── SOURCE ──
Tyler McBrien: So many, if not all of our listeners are familiar with the Wagner Group, but I suspect that many have not thought about it since last year when Prigozhin, as you mentioned, met his demise in an airplane crash. You began to talk about how the Wagner Group was restructured, how some of the assets were redistributed, rebranded to Afrika Korps. Could you just fill out that story? What has happened in the past year after Prigozhin's death? What lessons did Putin take from, from the, you know, the, the march on Moscow? What, what is what has been going on with Wagner over the past year?

Vanda Felbab-Brown: Well, so the most important lesson for Moscow was that these privateers, who were never fully privateers like Prigozhin, had to have a much shorter leash. And that the government control would become much more intrusive, much more explicit, much more direct, so that there would be no chance of any kind of rebellion and threat occurring.
───
── STORED RECORDS ──
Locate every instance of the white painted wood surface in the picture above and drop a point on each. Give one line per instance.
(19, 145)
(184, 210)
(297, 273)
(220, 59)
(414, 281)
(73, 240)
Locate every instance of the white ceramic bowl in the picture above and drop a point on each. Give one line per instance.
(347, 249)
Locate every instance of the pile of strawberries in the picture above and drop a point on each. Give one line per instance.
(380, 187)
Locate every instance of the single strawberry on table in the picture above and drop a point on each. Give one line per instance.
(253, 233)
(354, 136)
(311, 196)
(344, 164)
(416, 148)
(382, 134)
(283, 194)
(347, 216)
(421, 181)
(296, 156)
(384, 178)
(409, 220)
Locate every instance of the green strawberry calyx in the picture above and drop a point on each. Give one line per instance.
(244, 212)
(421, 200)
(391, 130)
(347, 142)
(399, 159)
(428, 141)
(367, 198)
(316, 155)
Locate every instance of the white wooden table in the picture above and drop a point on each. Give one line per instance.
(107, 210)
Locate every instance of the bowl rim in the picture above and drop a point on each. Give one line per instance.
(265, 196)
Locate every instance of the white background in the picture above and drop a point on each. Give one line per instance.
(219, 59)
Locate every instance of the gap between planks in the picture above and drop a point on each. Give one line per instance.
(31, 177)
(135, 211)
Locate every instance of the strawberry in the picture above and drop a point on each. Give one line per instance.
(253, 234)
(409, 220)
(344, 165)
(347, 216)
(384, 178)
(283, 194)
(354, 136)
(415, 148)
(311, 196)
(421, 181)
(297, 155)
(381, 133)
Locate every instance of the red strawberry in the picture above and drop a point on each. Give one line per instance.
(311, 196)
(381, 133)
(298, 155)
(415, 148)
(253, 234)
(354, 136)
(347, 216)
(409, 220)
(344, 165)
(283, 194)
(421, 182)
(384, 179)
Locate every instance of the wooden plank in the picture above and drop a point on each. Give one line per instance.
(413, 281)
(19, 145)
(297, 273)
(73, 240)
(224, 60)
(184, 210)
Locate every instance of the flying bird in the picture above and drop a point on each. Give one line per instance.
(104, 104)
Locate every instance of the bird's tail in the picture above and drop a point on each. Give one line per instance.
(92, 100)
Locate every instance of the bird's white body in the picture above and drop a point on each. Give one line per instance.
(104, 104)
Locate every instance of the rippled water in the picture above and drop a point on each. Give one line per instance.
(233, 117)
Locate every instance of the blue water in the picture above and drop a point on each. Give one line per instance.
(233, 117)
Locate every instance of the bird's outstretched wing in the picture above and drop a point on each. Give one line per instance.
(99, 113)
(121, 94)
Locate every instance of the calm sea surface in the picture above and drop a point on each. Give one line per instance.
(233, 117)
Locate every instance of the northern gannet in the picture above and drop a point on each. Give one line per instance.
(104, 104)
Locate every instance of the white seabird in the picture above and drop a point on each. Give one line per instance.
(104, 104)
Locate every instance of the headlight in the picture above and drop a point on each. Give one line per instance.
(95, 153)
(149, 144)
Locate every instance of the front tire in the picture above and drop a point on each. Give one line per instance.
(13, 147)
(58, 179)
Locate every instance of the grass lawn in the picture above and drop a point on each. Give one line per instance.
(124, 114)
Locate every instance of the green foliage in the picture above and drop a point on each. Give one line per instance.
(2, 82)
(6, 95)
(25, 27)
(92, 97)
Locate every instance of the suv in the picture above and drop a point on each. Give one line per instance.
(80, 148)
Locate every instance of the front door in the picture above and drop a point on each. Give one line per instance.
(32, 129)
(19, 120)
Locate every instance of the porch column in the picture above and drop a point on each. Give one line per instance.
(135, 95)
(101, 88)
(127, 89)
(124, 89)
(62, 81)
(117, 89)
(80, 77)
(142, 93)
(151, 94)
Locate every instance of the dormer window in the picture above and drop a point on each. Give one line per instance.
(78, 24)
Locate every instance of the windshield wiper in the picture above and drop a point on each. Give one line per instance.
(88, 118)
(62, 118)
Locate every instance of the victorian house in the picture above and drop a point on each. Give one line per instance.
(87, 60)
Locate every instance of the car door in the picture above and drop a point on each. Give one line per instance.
───
### THE TASKS
1. Decide whether each statement below agrees with the Wagner Group interview. For each, answer yes or no and quote the deciding words. (a) Prigozhin died in an airplane crash. (b) Some Wagner assets were rebranded as Afrika Korps. (c) Felbab-Brown says Moscow's lesson was to loosen government control over such privateers.
2. In the Wagner Group interview, what does Felbab-Brown name as the most important lesson for Moscow?
3. Continue the Wagner Group interview from where it stops.

### TASK ANSWERS
1.
(a) Yes: "met his demise in an airplane crash"
(b) Yes: "rebranded to Afrika Korps"
(c) No: "the government control would become much more intrusive, much more explicit, much more direct"

2. That privateers like Prigozhin had to have a much shorter leash.

3.
Under Prigozhin, the Wagner Group presented itself as a private security company of Russia. Or sometimes not even using that label, because legally, private security companies in Russia are not allowed to exist. They are not allowed to operate, or at least were not at the time. There have been some changes to Russia's law since which give it more of a legal standing, and especially now with the direct government visible role and, and takeover. But during Prigozhin, officially, private security companies were not supposed to exist, yet unofficially, here was this conglomerate of private security actors. Many of which had been linked to Russian intelligence services was not just Wagner. You have other companies like Redut that still operate today, Convoy. All linked to Russian intelligence services, staffed and led by people who were either in or formerly in private security, special operations forces, rather for Russia. Wagner was part of it.

And then also were engaged in other activities. Economic activities through the various companies that were being set up to brew beer and sell beer in the Central African Republic, to extract gold and diamonds, to go into the private pockets of people employed by Wagner, including Prigozhin, but as well as to Moscow, and as well as to special operations services. And, of course, there was the propaganda, misinformation, disinformation element.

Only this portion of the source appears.